■ Exercise details
Your task is to copy every record exactly.

╔══

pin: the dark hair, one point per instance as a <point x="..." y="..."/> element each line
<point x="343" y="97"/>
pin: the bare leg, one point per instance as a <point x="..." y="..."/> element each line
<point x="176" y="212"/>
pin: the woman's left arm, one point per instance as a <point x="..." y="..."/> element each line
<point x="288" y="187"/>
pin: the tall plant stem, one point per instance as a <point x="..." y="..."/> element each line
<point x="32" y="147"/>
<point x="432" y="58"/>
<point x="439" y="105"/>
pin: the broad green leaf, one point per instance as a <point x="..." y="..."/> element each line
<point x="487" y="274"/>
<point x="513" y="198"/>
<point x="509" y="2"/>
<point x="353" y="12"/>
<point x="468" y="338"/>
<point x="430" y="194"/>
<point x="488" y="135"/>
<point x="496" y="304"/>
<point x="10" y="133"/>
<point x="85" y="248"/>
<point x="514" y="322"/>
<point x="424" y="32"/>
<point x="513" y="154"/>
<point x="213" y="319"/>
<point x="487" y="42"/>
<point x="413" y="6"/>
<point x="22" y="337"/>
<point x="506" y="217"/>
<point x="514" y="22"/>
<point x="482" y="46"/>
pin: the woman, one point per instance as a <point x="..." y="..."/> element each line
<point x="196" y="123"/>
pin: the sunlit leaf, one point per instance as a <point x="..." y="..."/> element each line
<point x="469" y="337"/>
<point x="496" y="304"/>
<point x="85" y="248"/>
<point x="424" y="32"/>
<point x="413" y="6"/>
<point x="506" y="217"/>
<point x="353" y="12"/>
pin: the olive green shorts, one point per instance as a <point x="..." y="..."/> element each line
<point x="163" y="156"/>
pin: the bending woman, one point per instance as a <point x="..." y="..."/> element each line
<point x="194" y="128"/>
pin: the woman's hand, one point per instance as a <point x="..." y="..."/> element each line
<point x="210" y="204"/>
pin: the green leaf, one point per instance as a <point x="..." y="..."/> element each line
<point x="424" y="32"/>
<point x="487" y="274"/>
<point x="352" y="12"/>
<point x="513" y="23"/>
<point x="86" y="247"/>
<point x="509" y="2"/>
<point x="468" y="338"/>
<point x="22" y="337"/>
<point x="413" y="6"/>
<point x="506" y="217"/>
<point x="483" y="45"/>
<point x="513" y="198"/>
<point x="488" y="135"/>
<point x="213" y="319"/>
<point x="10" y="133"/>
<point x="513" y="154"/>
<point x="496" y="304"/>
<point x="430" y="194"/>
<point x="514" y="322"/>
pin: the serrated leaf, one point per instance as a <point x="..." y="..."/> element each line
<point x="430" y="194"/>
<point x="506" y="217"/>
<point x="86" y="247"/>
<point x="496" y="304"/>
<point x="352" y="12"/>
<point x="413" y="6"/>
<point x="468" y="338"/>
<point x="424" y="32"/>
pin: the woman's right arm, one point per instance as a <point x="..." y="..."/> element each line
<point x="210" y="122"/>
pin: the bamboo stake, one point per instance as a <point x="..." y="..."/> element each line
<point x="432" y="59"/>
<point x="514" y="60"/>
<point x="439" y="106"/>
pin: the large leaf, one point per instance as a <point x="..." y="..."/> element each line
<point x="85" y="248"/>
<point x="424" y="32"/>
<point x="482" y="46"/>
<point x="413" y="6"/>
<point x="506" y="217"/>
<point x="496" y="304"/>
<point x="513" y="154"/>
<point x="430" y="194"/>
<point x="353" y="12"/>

╚══

■ Worked answer
pin: the dark hair, one point per instance as a <point x="..." y="..."/> element each line
<point x="343" y="97"/>
pin: the bare leg, one point per instance as a <point x="..." y="..."/> element each line
<point x="176" y="212"/>
pin: the woman's left arm, one point per instance as a <point x="..." y="..."/> element each line
<point x="288" y="187"/>
pin: the tall plant stem, one point per instance as a <point x="..." y="..."/> element each line
<point x="32" y="147"/>
<point x="432" y="58"/>
<point x="439" y="105"/>
pin: the broad green leaf, one point per instance as a <point x="..." y="..."/> element each line
<point x="487" y="274"/>
<point x="513" y="198"/>
<point x="509" y="2"/>
<point x="353" y="12"/>
<point x="468" y="338"/>
<point x="430" y="194"/>
<point x="488" y="135"/>
<point x="496" y="304"/>
<point x="10" y="133"/>
<point x="85" y="248"/>
<point x="514" y="322"/>
<point x="424" y="32"/>
<point x="513" y="154"/>
<point x="213" y="319"/>
<point x="487" y="42"/>
<point x="413" y="6"/>
<point x="22" y="337"/>
<point x="506" y="217"/>
<point x="514" y="22"/>
<point x="482" y="46"/>
pin: the woman, one point per instance as a <point x="..." y="..."/> element each line
<point x="196" y="123"/>
pin: the sunlit leaf, one point per instance as a <point x="..." y="..."/> element each line
<point x="469" y="337"/>
<point x="496" y="304"/>
<point x="85" y="248"/>
<point x="424" y="32"/>
<point x="413" y="6"/>
<point x="506" y="217"/>
<point x="353" y="12"/>
pin: the olive green shorts, one point per instance as a <point x="..." y="..."/> element each line
<point x="163" y="156"/>
pin: the bending woman, one point per instance as a <point x="..." y="..."/> element each line
<point x="194" y="128"/>
pin: the woman's hand, one point per instance as a <point x="..." y="..."/> element each line
<point x="210" y="204"/>
pin: the green leaf, one point per instance as a <point x="..." y="..."/> element each line
<point x="424" y="32"/>
<point x="487" y="274"/>
<point x="352" y="12"/>
<point x="513" y="23"/>
<point x="86" y="247"/>
<point x="509" y="2"/>
<point x="468" y="338"/>
<point x="22" y="337"/>
<point x="413" y="6"/>
<point x="506" y="217"/>
<point x="483" y="45"/>
<point x="513" y="198"/>
<point x="488" y="135"/>
<point x="213" y="319"/>
<point x="10" y="133"/>
<point x="513" y="154"/>
<point x="496" y="304"/>
<point x="430" y="194"/>
<point x="514" y="322"/>
pin: the serrated leaf, one point per instance as a <point x="..." y="..."/> element each line
<point x="430" y="194"/>
<point x="506" y="217"/>
<point x="86" y="247"/>
<point x="496" y="304"/>
<point x="352" y="12"/>
<point x="413" y="6"/>
<point x="468" y="338"/>
<point x="424" y="32"/>
pin: the woman's right arm, one point per instance as a <point x="..." y="..."/> element each line
<point x="210" y="122"/>
pin: the bamboo stake, one point per instance as a <point x="..." y="..."/> element each line
<point x="432" y="59"/>
<point x="514" y="60"/>
<point x="439" y="106"/>
pin: the large leaf, one point per instance as a <point x="..." y="..."/> element each line
<point x="85" y="248"/>
<point x="424" y="32"/>
<point x="482" y="46"/>
<point x="413" y="6"/>
<point x="506" y="217"/>
<point x="496" y="304"/>
<point x="513" y="154"/>
<point x="430" y="194"/>
<point x="353" y="12"/>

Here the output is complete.